TO DO:
Extract the portion of the Hurricane Patricia article running from "But America’s National" up to and including "at about 215km/h.", copying it word for word.

Friday 23 October 2015

Hurricane Patricia: ‘Strongest ever’ storm in the Western Hemisphere slams Mexico


Hurricane Patricia: ‘Strongest ever’ storm in the Western Hemisphere slams Mexico
AUTHORITIES have received reports of some flooding and landslides after Patricia, the strongest hurricane ever recorded in the Western Hemisphere, made landfall on Mexico’s Pacific coast.
But America’s National Hurricane Center has downgraded the hurricane to a category 4 after it started weakening.
However, they warn that the hurricane is still extremely dangerous with sustained winds at about 215km/h.


TV news reports from the coast show some toppled trees and lamp posts and flooded streets.
Patricia’s projected path now takes it over a mountainous region dotted with isolated hamlets that are at risk of mudslides and flash floods.

AVAILABLE DATA:
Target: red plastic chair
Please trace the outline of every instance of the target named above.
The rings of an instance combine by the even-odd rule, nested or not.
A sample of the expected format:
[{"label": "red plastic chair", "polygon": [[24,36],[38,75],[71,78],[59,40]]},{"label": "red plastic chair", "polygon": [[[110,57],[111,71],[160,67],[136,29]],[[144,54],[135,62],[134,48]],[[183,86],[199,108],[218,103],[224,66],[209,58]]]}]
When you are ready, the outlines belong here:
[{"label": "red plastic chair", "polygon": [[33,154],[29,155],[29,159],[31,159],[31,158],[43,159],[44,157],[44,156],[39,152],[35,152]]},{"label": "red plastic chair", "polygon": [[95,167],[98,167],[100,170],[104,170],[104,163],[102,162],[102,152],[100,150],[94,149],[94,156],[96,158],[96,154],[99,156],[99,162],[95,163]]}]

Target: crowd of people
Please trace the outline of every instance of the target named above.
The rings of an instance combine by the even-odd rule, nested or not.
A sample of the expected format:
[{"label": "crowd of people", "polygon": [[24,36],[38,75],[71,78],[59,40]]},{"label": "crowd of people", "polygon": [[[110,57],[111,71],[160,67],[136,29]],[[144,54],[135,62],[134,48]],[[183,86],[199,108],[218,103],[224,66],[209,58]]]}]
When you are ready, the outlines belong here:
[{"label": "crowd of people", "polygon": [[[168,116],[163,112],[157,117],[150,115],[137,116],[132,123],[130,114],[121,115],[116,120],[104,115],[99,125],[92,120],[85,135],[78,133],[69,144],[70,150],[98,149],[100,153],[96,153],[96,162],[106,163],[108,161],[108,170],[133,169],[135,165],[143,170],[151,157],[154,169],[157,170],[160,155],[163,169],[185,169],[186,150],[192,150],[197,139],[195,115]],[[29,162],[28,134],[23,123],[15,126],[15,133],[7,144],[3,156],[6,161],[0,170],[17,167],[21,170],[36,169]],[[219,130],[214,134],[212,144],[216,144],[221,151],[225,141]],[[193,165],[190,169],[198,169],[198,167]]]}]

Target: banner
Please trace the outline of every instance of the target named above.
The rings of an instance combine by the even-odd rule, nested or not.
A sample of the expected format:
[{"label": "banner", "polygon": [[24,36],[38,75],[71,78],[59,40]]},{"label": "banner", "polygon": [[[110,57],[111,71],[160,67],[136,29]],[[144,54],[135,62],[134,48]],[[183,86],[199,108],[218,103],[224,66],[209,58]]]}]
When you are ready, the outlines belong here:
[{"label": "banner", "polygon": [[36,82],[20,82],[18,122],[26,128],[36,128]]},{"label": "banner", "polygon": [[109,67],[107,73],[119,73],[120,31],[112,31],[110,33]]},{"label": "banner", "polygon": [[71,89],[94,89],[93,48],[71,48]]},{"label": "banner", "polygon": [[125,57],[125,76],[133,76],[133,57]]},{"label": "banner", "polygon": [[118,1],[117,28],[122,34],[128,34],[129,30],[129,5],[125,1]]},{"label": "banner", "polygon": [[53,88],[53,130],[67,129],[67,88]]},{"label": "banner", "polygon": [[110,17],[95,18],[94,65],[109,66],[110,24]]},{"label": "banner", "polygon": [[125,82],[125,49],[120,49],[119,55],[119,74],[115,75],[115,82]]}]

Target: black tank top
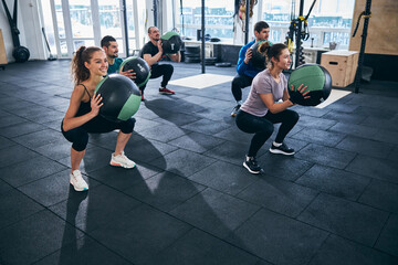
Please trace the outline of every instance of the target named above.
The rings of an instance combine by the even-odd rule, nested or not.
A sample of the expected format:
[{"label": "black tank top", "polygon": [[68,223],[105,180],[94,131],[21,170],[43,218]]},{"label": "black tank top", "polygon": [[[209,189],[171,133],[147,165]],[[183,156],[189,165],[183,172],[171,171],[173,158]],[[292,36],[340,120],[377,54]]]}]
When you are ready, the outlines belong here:
[{"label": "black tank top", "polygon": [[87,87],[86,87],[85,85],[83,85],[83,84],[80,84],[80,85],[82,85],[82,86],[84,87],[84,91],[87,93],[87,95],[88,95],[88,97],[90,97],[90,100],[86,102],[86,103],[85,103],[85,102],[81,102],[81,105],[80,105],[80,107],[78,107],[76,117],[83,116],[83,115],[85,115],[85,114],[87,114],[87,113],[91,112],[91,95],[90,95],[90,93],[88,93],[88,91],[87,91]]}]

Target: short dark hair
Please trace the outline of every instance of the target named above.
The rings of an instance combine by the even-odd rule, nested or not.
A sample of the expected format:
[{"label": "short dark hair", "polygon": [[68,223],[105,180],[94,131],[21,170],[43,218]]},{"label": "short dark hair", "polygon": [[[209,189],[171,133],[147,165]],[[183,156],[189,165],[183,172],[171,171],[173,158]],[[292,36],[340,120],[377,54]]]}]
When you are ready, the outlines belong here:
[{"label": "short dark hair", "polygon": [[254,24],[254,31],[261,32],[263,29],[268,29],[270,25],[265,21],[259,21]]},{"label": "short dark hair", "polygon": [[108,47],[109,46],[109,42],[116,41],[115,38],[113,38],[112,35],[106,35],[101,40],[101,47]]},{"label": "short dark hair", "polygon": [[156,28],[155,25],[151,25],[148,28],[148,33],[150,33],[151,29]]}]

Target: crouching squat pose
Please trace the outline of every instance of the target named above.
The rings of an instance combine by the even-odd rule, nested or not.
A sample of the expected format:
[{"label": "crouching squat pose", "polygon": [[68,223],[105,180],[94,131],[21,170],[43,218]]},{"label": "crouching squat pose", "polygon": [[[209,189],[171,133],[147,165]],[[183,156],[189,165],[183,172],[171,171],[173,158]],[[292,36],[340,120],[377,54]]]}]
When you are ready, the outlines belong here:
[{"label": "crouching squat pose", "polygon": [[124,155],[124,148],[132,136],[135,119],[112,123],[98,116],[103,103],[101,103],[101,95],[96,95],[94,91],[106,75],[107,67],[105,52],[96,46],[81,46],[72,60],[72,76],[75,87],[62,120],[61,130],[63,136],[72,142],[70,182],[76,191],[88,190],[88,186],[78,170],[88,142],[88,132],[101,134],[119,129],[111,165],[123,168],[136,166]]},{"label": "crouching squat pose", "polygon": [[274,44],[268,49],[265,55],[271,65],[254,77],[249,97],[237,115],[238,127],[244,132],[254,134],[243,162],[251,173],[262,171],[255,156],[271,137],[274,124],[282,123],[270,151],[294,155],[294,150],[289,148],[283,140],[297,123],[298,114],[287,108],[310,97],[306,95],[308,92],[305,92],[306,86],[303,87],[303,85],[296,91],[292,87],[291,96],[289,96],[287,81],[282,73],[291,64],[286,45]]}]

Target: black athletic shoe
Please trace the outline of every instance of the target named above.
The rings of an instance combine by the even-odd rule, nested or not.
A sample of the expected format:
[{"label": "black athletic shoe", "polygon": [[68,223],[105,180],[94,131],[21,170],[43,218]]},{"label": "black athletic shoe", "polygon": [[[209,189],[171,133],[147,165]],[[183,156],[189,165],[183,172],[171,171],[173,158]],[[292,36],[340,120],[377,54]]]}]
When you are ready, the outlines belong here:
[{"label": "black athletic shoe", "polygon": [[239,109],[240,109],[240,105],[237,105],[237,106],[232,109],[231,117],[237,116]]},{"label": "black athletic shoe", "polygon": [[270,148],[270,152],[272,153],[281,153],[281,155],[285,155],[285,156],[292,156],[295,153],[294,149],[289,148],[286,146],[286,144],[282,142],[281,146],[275,147],[274,144],[272,144],[271,148]]},{"label": "black athletic shoe", "polygon": [[258,165],[254,157],[245,157],[243,167],[245,167],[251,173],[261,173],[262,168]]}]

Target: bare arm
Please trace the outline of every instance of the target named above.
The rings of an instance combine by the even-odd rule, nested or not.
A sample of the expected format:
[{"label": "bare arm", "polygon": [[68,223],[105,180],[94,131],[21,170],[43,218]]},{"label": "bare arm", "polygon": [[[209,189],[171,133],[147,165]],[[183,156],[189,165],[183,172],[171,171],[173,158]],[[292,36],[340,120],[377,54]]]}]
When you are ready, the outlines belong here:
[{"label": "bare arm", "polygon": [[181,62],[181,53],[180,52],[178,52],[176,54],[168,54],[168,56],[169,56],[169,59],[171,59],[176,63]]},{"label": "bare arm", "polygon": [[66,110],[64,120],[63,120],[63,129],[64,131],[77,128],[78,126],[84,125],[85,123],[87,123],[88,120],[93,119],[95,116],[98,115],[100,112],[100,107],[103,105],[103,103],[101,103],[102,97],[101,95],[96,95],[94,93],[92,99],[91,99],[91,107],[92,110],[83,116],[80,117],[75,117],[75,115],[77,114],[78,107],[81,105],[81,102],[83,99],[84,96],[84,88],[81,85],[77,85],[72,93],[71,96],[71,100],[70,100],[70,106]]},{"label": "bare arm", "polygon": [[260,97],[261,97],[261,100],[265,104],[266,108],[270,109],[271,113],[276,114],[276,113],[283,112],[286,108],[293,106],[293,103],[291,100],[284,99],[286,96],[285,93],[287,93],[287,89],[285,89],[285,92],[283,92],[283,102],[282,103],[275,103],[273,99],[273,95],[271,93],[260,94]]},{"label": "bare arm", "polygon": [[144,60],[147,62],[147,64],[149,66],[153,66],[161,59],[161,55],[163,55],[161,41],[158,41],[158,50],[159,50],[159,52],[157,54],[155,54],[154,56],[151,56],[149,53],[144,54]]}]

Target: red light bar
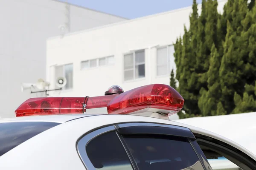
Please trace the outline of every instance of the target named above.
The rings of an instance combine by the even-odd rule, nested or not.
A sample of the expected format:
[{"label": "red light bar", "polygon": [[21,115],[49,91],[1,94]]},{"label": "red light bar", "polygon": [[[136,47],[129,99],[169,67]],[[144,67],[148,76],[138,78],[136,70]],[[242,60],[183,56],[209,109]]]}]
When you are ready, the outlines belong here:
[{"label": "red light bar", "polygon": [[171,86],[153,84],[97,97],[32,98],[22,104],[15,113],[16,117],[82,113],[86,109],[106,107],[109,114],[128,114],[153,108],[155,112],[169,115],[180,110],[183,104],[181,96]]},{"label": "red light bar", "polygon": [[109,114],[127,114],[152,108],[169,116],[180,110],[183,105],[184,99],[172,87],[153,84],[119,94],[110,102],[108,111]]},{"label": "red light bar", "polygon": [[84,97],[40,97],[29,99],[15,110],[16,117],[24,116],[83,113]]}]

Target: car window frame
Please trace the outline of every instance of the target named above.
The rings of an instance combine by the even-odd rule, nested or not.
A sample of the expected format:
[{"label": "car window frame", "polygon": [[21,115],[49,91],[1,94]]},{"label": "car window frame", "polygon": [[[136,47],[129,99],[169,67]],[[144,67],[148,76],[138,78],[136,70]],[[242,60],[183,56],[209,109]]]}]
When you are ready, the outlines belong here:
[{"label": "car window frame", "polygon": [[[122,144],[124,150],[126,152],[130,162],[131,163],[131,165],[132,168],[134,170],[138,170],[139,168],[136,163],[135,160],[133,158],[132,154],[130,153],[130,151],[127,149],[127,146],[126,145],[124,139],[122,136],[122,135],[119,132],[119,129],[120,128],[127,128],[127,127],[132,127],[134,126],[146,126],[150,127],[162,127],[162,128],[169,128],[175,129],[176,130],[180,130],[181,131],[184,131],[186,130],[189,131],[192,134],[192,133],[191,130],[188,128],[173,125],[169,125],[166,124],[163,124],[157,123],[150,123],[150,122],[125,122],[125,123],[117,123],[111,125],[108,125],[105,126],[103,126],[97,128],[92,130],[88,133],[84,134],[84,135],[81,136],[77,141],[76,142],[76,149],[79,154],[79,156],[80,158],[80,159],[84,167],[87,170],[96,170],[96,169],[94,167],[92,163],[90,162],[88,156],[86,151],[86,147],[87,144],[89,143],[93,139],[97,137],[97,136],[100,136],[105,133],[107,133],[113,131],[115,131],[117,136],[118,137],[120,142]],[[171,134],[167,134],[168,135],[172,136]],[[177,136],[176,134],[173,134],[172,136]],[[202,166],[205,170],[207,170],[207,169],[205,166],[205,164],[204,163],[202,159],[199,156],[199,154],[197,150],[195,147],[192,142],[191,140],[195,140],[196,139],[193,135],[193,138],[191,137],[190,136],[187,136],[185,137],[184,135],[181,134],[179,136],[182,137],[186,137],[189,140],[191,147],[192,147],[193,150],[195,153],[198,160],[201,162]]]}]

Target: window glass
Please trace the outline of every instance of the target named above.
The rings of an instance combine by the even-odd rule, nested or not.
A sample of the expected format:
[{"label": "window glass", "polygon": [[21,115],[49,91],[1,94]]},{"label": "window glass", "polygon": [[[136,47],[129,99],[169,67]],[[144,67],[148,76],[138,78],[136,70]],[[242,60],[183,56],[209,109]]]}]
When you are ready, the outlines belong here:
[{"label": "window glass", "polygon": [[125,71],[125,81],[131,80],[134,79],[133,70]]},{"label": "window glass", "polygon": [[210,166],[207,159],[206,158],[205,155],[204,155],[204,154],[203,152],[203,151],[200,148],[200,147],[196,142],[196,140],[195,140],[192,142],[192,143],[195,147],[195,149],[197,150],[198,153],[199,155],[199,156],[200,156],[202,158],[202,159],[203,161],[205,167],[207,168],[207,170],[212,170],[212,169]]},{"label": "window glass", "polygon": [[101,66],[106,64],[106,58],[102,58],[99,59],[99,65]]},{"label": "window glass", "polygon": [[140,170],[204,170],[186,139],[148,135],[124,137]]},{"label": "window glass", "polygon": [[135,52],[135,62],[136,64],[145,63],[145,51],[138,51]]},{"label": "window glass", "polygon": [[32,137],[59,124],[49,122],[0,123],[0,156]]},{"label": "window glass", "polygon": [[145,64],[136,65],[135,75],[136,78],[142,78],[145,76]]},{"label": "window glass", "polygon": [[97,67],[97,59],[91,60],[90,60],[90,67]]},{"label": "window glass", "polygon": [[86,145],[86,150],[96,170],[133,170],[128,156],[114,131],[93,139]]},{"label": "window glass", "polygon": [[107,64],[112,64],[115,62],[114,56],[109,56],[107,57]]},{"label": "window glass", "polygon": [[133,68],[134,58],[133,54],[124,55],[124,65],[125,69]]},{"label": "window glass", "polygon": [[84,61],[81,62],[81,69],[89,68],[89,61]]},{"label": "window glass", "polygon": [[73,64],[65,65],[65,77],[67,79],[67,85],[65,86],[65,89],[69,89],[73,88]]}]

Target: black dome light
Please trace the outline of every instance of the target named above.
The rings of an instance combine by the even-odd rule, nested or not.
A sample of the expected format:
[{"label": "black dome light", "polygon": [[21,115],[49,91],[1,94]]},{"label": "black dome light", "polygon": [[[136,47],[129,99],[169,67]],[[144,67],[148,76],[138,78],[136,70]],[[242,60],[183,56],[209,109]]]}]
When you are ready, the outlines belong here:
[{"label": "black dome light", "polygon": [[113,85],[108,88],[108,91],[105,92],[105,96],[114,94],[120,94],[124,92],[123,89],[117,85]]}]

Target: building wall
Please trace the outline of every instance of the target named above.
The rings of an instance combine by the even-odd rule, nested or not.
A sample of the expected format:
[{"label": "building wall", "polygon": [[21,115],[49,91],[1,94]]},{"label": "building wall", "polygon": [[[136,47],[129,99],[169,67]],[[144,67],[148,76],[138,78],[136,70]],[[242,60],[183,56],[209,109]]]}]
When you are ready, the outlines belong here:
[{"label": "building wall", "polygon": [[[226,0],[219,2],[221,11]],[[198,8],[201,9],[201,6]],[[47,43],[47,76],[54,84],[55,69],[51,66],[73,63],[73,88],[51,93],[52,96],[83,96],[103,95],[108,88],[118,85],[125,91],[152,84],[169,84],[170,72],[156,74],[157,47],[173,44],[189,26],[192,8],[124,21],[111,26],[71,34],[63,39],[49,38]],[[200,10],[199,10],[200,13]],[[124,81],[124,55],[145,49],[145,77]],[[114,64],[85,69],[82,61],[114,56]],[[171,57],[170,70],[175,68]],[[53,85],[51,88],[53,88]]]},{"label": "building wall", "polygon": [[[22,93],[21,83],[46,78],[46,40],[60,35],[66,4],[52,0],[0,0],[0,118],[14,116],[27,99],[42,94]],[[70,31],[125,19],[70,6]]]}]

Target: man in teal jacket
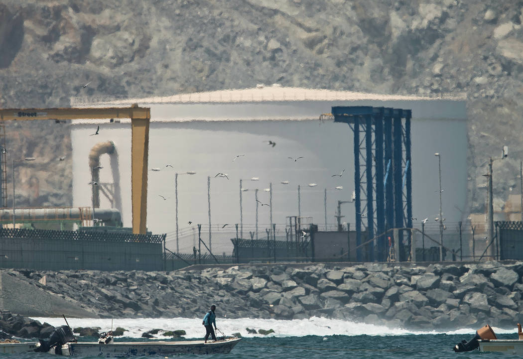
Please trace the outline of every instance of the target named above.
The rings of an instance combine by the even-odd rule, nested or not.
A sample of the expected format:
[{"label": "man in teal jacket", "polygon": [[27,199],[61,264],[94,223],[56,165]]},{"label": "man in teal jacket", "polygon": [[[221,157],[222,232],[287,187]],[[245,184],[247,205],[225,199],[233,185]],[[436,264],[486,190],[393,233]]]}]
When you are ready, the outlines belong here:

EXPECTED OUTPUT:
But America’s National Hurricane Center has downgraded the hurricane to a category 4 after it started weakening.
However, they warn that the hurricane is still extremely dangerous with sustained winds at about 215km/h.